• RECORDS SHOWN:
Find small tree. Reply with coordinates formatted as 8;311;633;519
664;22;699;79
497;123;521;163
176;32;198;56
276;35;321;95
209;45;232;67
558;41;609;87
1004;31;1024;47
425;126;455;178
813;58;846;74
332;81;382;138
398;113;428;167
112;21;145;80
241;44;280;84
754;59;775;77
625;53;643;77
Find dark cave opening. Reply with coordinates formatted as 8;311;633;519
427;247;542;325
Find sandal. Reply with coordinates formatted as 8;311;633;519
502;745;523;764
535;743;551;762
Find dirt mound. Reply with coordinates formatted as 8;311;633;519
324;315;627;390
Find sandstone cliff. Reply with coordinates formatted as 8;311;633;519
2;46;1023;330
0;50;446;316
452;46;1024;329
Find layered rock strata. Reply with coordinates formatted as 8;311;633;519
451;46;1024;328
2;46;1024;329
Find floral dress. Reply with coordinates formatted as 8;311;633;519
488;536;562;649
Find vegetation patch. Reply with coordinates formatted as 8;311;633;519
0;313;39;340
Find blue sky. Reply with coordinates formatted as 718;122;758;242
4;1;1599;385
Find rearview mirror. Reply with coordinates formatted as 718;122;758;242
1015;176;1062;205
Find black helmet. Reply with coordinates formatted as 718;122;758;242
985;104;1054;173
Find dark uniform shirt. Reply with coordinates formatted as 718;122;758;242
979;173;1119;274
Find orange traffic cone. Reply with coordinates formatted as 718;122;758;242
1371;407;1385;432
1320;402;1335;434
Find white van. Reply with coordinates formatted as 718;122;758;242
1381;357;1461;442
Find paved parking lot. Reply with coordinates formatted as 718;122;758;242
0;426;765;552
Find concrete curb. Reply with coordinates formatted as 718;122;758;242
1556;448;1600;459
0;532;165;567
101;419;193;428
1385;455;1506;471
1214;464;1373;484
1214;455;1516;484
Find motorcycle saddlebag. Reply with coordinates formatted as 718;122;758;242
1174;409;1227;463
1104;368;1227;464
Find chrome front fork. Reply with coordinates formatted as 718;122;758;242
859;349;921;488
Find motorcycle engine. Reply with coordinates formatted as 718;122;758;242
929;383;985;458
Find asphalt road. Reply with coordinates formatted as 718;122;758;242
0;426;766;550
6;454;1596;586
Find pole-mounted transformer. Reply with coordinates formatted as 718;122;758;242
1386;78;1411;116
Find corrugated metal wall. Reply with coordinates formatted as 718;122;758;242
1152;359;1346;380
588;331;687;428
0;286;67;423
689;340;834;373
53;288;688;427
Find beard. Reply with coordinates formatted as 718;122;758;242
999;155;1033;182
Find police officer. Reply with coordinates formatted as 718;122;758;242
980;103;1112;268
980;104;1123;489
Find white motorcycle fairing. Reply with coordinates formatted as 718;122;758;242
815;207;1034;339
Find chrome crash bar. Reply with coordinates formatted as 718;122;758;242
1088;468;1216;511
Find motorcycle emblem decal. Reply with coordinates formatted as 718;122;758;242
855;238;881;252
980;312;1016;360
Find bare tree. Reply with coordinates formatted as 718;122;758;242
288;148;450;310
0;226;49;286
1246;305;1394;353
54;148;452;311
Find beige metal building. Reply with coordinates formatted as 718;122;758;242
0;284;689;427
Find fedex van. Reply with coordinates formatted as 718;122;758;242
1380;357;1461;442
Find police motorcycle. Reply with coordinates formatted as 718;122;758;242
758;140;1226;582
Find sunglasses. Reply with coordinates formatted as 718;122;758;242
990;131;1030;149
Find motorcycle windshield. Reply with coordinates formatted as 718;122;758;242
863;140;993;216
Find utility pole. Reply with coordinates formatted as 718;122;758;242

• TASK DESCRIPTION: Repeat the data in its entirety, word for word.

• SOLUTION TO THIS PROBLEM:
Find small tree. Reply with coordinates formatted as 8;311;633;519
664;22;699;79
497;123;521;163
176;32;198;56
276;35;321;95
209;45;232;67
558;41;609;87
1004;31;1024;47
425;126;455;178
813;58;846;74
332;81;382;138
398;113;428;167
112;21;145;80
241;44;280;84
754;59;775;77
625;53;643;77
Find dark cave opening. Reply with coordinates formatted as 8;311;633;519
427;247;542;325
Find sandal. Reply with coordinates formatted as 8;311;633;519
502;745;523;764
535;743;551;762
Find dirt mound. Reply with coordinates formatted as 8;311;633;519
324;315;627;390
Find sandstone cliff. Reply with coordinates formatted as 8;311;633;519
2;46;1023;330
0;50;446;316
452;46;1024;329
Find layered rock strata. Reply with coordinates formatted as 8;311;633;519
451;46;1024;328
2;46;1024;329
Find floral dress. Reply with coordinates formatted as 8;311;633;519
488;536;562;649
Find vegetation patch. Reply with coordinates formatted as 8;311;633;519
0;313;39;340
Find blue sky. Reply with coordinates formatted as 718;122;758;242
4;1;1599;385
Find rearview mirror. Reply with coordinates formatted as 718;122;758;242
1015;176;1062;205
Find black helmet. Reply with coordinates formatted as 718;122;758;242
985;104;1054;173
Find dark uniform shirt. Reply with coordinates formatted as 718;122;758;242
979;173;1119;274
Find orange traffic cone. Reply with coordinates formatted as 718;122;758;242
1371;407;1385;432
1320;402;1335;434
Find white van. Reply with coordinates formatted as 718;122;758;242
1381;357;1461;442
Find paved parking lot. Reply with coordinates formatted as 718;122;758;242
0;426;765;552
Find concrete curb. Reply with coordinates formatted as 718;122;758;242
1556;448;1600;459
0;532;165;567
101;419;193;428
1385;455;1506;471
1214;464;1373;484
1214;455;1516;484
Find motorcycle saddlebag. Reply with coordinates formatted as 718;122;758;242
1174;409;1227;463
1104;368;1227;464
Find chrome front fork. Reply with coordinates formatted as 718;122;758;242
859;349;921;488
Find motorcycle engine. Reply with coordinates formatted as 718;122;758;242
929;383;985;458
Find asphalt road. Reply with coordinates formatted as 718;122;758;242
0;426;766;550
6;454;1596;586
Find pole-mounted transformer. Reply with coordinates formatted as 718;122;758;242
1386;78;1411;116
Find corrugated metal wall. Reply with coordinates formatted as 718;122;758;242
1152;359;1346;380
588;331;687;428
0;286;67;423
689;340;834;373
53;288;688;427
Find beard. Reply with coordinates formatted as 718;122;758;242
999;155;1033;182
Find police officer. Reply with coordinates formatted as 718;122;758;242
980;103;1112;268
980;104;1123;489
Find white motorcycle fairing. Reply with coordinates formatted as 718;122;758;242
815;207;1034;339
Find chrome crash bar. Reply with coordinates formatted as 718;122;758;242
1088;468;1216;511
Find motorcycle emblem decal. Reply with coordinates formatted as 718;122;758;242
855;238;881;252
980;312;1016;360
Find bare tree. Reply with coordinates formatted as 718;122;758;242
288;148;450;310
0;226;49;286
1246;305;1394;353
54;148;452;311
Find beige metal building. Reply with coordinates formatted as 718;122;758;242
0;284;689;427
Find fedex van. Reply with coordinates formatted as 718;122;758;242
1380;357;1461;442
Find police motorcycle. Reply with coordinates formatted as 718;122;758;242
758;140;1226;582
Find sunglasses. Reply with coordinates formatted as 718;122;758;242
990;131;1030;149
Find motorcycle windshield. Reply with coordinates formatted as 718;122;758;242
863;140;993;216
Find utility pole. Reply with coordinates formatted as 718;122;758;242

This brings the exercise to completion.